**WHAT TO PRODUCE**
Copy the lines from the one containing "[point] woman's smiling" through the end of the entries, replacing "red car" with "blue car" and leaving everything else unchanged.

**DATA SHOWN**
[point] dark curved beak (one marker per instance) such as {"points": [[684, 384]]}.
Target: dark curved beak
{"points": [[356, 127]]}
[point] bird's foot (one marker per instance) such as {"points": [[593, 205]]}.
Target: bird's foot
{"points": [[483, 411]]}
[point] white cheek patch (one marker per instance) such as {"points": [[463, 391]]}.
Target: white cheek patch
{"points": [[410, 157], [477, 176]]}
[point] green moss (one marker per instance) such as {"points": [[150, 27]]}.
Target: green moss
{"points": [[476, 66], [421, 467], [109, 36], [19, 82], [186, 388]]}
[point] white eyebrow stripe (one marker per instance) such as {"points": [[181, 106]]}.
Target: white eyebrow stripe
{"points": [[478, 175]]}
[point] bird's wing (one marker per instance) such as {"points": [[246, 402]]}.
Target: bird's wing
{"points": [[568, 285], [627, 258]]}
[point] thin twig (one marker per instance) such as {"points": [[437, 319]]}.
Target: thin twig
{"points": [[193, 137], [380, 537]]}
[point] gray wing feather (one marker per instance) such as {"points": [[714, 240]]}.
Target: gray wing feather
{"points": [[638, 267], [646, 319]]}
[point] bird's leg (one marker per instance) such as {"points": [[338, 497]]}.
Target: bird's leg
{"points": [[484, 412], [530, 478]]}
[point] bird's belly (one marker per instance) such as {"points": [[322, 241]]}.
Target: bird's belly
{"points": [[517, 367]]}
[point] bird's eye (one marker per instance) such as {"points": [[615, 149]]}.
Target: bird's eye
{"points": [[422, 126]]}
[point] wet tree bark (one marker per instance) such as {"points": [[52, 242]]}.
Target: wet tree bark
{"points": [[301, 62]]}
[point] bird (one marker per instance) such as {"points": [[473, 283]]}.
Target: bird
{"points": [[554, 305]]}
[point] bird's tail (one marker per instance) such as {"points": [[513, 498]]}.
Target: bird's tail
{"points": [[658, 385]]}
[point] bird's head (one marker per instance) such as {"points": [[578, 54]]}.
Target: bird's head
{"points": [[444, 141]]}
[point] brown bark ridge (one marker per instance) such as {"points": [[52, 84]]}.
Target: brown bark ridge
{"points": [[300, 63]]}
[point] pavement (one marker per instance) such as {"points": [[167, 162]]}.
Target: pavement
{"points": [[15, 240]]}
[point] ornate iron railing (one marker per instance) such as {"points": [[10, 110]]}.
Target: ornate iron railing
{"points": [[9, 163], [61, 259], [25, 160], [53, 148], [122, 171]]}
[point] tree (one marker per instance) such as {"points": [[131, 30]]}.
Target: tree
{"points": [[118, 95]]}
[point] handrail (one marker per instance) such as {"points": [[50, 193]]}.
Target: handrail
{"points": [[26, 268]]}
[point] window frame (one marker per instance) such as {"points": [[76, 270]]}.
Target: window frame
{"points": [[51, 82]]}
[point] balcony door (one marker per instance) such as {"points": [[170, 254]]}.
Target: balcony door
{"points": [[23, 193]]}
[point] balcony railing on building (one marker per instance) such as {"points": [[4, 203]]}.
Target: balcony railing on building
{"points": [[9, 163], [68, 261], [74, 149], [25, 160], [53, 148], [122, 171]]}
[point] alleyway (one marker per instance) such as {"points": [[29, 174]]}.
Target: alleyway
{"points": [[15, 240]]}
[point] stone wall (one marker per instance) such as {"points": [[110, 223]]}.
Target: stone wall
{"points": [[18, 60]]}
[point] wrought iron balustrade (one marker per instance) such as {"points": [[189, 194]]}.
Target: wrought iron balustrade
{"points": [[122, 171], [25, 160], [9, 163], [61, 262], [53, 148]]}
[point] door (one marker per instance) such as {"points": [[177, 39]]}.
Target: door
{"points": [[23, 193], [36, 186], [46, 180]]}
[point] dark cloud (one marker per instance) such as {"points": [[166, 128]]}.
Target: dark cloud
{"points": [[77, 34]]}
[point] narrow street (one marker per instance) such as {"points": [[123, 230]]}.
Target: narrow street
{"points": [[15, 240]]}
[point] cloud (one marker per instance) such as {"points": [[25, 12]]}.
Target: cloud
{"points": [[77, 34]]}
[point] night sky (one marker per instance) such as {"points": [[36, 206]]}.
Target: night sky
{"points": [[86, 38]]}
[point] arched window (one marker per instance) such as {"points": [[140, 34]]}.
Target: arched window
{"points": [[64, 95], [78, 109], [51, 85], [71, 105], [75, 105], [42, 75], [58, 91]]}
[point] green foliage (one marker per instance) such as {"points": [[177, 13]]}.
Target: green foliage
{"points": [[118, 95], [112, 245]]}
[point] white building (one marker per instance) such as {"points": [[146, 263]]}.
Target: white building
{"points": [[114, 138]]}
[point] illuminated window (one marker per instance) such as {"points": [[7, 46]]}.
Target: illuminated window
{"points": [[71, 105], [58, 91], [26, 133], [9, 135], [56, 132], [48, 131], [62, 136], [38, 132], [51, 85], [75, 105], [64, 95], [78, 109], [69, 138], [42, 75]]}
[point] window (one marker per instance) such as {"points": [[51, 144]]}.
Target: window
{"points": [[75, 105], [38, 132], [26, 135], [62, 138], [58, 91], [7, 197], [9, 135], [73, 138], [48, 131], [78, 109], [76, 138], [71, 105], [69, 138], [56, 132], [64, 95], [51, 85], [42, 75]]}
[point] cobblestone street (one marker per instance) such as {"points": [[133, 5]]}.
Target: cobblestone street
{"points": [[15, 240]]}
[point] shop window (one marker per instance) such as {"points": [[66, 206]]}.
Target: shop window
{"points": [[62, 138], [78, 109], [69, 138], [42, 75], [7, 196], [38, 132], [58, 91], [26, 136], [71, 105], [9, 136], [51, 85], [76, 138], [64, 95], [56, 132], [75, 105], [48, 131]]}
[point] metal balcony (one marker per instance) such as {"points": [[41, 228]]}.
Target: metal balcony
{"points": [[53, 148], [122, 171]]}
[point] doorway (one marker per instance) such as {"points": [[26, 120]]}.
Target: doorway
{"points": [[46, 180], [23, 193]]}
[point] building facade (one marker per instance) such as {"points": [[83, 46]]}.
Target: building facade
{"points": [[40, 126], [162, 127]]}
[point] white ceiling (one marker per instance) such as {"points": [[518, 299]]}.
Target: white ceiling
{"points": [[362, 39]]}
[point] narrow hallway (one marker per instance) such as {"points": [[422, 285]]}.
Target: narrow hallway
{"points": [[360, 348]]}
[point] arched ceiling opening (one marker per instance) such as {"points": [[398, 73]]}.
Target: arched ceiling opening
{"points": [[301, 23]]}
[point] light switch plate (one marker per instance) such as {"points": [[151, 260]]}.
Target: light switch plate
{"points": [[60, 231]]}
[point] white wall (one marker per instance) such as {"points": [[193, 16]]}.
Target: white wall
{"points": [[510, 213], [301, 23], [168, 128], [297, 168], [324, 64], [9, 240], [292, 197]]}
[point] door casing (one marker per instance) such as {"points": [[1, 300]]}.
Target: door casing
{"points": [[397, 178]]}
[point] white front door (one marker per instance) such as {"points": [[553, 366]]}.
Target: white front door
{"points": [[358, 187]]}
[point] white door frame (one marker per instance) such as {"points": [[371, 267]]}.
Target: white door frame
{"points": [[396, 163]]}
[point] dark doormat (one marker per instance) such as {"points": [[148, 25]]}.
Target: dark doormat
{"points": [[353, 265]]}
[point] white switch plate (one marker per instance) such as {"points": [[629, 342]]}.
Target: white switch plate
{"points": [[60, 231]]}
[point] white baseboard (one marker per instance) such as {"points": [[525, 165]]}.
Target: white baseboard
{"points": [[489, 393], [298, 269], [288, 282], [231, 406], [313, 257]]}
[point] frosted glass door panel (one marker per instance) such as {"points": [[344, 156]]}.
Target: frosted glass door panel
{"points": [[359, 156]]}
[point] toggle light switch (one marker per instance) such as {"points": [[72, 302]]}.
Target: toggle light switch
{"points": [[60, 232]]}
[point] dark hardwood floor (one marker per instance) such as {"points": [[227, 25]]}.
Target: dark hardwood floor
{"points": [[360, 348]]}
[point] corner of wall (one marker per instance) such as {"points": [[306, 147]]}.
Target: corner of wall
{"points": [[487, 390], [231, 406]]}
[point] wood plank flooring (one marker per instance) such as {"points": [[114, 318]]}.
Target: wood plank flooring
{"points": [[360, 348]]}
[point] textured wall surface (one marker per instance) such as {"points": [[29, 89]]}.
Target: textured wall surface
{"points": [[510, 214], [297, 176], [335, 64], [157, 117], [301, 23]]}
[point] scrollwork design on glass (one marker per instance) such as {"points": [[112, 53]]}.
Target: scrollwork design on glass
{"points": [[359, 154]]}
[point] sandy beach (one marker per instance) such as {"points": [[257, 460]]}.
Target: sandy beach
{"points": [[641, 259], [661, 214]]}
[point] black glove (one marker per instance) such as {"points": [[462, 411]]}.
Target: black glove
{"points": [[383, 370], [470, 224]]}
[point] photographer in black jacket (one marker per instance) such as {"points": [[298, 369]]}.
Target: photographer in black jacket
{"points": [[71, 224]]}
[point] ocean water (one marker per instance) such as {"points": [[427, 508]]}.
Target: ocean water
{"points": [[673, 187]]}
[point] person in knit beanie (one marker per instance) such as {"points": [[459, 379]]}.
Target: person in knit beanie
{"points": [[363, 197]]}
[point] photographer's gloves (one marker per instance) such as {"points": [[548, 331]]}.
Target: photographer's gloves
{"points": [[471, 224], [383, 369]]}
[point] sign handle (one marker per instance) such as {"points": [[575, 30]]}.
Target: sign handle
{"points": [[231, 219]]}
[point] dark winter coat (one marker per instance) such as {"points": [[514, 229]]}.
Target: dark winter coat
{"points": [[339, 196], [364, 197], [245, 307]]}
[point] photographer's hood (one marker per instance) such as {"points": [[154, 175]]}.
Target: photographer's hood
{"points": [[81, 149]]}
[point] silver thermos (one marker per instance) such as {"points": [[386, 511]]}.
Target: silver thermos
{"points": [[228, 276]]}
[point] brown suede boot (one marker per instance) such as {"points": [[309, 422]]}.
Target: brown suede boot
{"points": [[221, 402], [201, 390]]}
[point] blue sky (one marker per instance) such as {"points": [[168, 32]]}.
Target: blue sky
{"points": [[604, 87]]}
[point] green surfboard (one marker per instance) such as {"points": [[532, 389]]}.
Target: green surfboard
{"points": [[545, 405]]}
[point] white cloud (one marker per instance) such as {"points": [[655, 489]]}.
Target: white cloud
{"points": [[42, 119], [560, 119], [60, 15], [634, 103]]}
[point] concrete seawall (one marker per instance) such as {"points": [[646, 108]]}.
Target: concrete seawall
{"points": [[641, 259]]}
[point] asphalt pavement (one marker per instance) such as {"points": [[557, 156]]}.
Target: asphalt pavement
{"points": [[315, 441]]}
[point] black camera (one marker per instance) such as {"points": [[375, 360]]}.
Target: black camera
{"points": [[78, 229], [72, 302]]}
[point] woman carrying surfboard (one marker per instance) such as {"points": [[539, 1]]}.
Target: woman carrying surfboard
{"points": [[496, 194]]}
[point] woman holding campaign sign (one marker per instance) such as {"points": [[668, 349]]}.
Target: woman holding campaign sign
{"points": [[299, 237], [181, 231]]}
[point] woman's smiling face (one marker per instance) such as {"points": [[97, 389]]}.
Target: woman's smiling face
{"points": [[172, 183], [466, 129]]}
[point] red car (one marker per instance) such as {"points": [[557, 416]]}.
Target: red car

**IN RESPONSE**
[point] woman's smiling face (one marker per instance) such as {"points": [[97, 389]]}.
Target: woman's smiling face
{"points": [[172, 183], [466, 129]]}
[point] blue car (one marker per instance) such as {"points": [[557, 416]]}.
Target: blue car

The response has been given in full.